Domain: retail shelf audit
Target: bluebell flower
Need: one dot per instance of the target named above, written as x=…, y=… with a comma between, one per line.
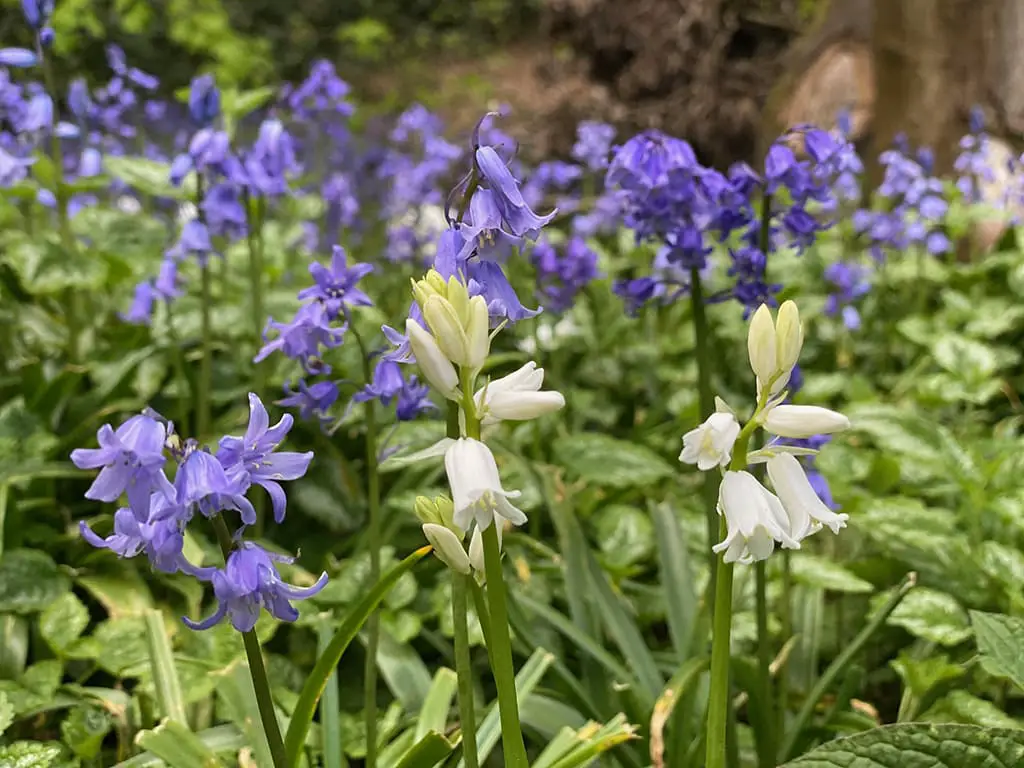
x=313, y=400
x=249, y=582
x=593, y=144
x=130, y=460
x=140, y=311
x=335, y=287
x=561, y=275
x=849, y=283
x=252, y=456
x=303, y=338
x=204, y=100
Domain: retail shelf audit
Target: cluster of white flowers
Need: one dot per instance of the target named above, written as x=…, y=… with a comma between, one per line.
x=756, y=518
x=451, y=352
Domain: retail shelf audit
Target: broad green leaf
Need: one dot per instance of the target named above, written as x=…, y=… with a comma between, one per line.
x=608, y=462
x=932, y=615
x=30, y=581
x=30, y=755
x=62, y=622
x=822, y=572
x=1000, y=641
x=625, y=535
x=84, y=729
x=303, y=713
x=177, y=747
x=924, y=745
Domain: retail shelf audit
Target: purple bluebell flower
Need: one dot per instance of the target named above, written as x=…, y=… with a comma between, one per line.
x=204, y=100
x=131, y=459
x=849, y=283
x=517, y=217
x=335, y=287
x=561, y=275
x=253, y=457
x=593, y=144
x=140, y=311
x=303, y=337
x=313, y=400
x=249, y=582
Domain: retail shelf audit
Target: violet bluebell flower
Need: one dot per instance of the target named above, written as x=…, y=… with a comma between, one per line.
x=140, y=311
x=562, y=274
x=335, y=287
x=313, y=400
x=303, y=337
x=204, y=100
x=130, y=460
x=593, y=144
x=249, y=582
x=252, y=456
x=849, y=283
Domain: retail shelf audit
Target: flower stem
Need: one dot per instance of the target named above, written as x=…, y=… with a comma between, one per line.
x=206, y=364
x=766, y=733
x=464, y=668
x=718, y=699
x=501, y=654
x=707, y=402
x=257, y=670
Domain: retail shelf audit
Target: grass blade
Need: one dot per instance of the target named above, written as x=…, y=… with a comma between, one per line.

● **EXERCISE DIRECTIONS**
Where a picture appears, omit it, and otherwise retype the material exactly.

● **RESULT**
Domain: retail shelf audit
Target: bluebell flower
Need: one dot per instance of the target named above, written as x=…, y=… with a comma between, one per line.
x=313, y=400
x=249, y=582
x=593, y=144
x=130, y=460
x=140, y=311
x=335, y=287
x=561, y=275
x=849, y=283
x=252, y=456
x=303, y=338
x=204, y=100
Domain: retail shelf audit
Target: cluster of white flowers
Need: one dot per instance of the target named above, written as x=…, y=… with a comma between, one per line.
x=756, y=518
x=451, y=352
Domain: retail shelf audit
Target: broad green leaf
Need: one dot per instance of the target named above, written as x=…, y=… with a comma between, one per line.
x=608, y=462
x=932, y=615
x=30, y=581
x=30, y=755
x=62, y=622
x=822, y=572
x=1000, y=641
x=625, y=535
x=84, y=729
x=303, y=713
x=177, y=747
x=924, y=745
Domain: retail shelf audit
Target: purple bluebell flower
Need: one dot per instance of the target named above, written as x=…, y=… with a comma between, one per line.
x=204, y=100
x=131, y=459
x=849, y=283
x=517, y=217
x=335, y=287
x=561, y=275
x=253, y=457
x=593, y=144
x=140, y=311
x=303, y=337
x=313, y=400
x=249, y=582
Domain: retail shelf audit
Target: violet bluebell flower
Need: one dot per instance of the target named above, written as x=…, y=… with a comma between, one per line.
x=140, y=311
x=562, y=274
x=335, y=287
x=313, y=400
x=303, y=337
x=204, y=100
x=130, y=460
x=593, y=144
x=249, y=582
x=252, y=456
x=849, y=283
Domain: retail shelf audit
Target: flower stem
Need: one dot per instance of the target named above, written as x=…, y=… with a comma between, one per line.
x=206, y=364
x=766, y=733
x=464, y=668
x=718, y=699
x=501, y=654
x=707, y=402
x=257, y=670
Domain: retail shelf audit
Target: grass blade
Need: one dot per instance of the target named above, written as x=…, y=… with a comma between, one per line.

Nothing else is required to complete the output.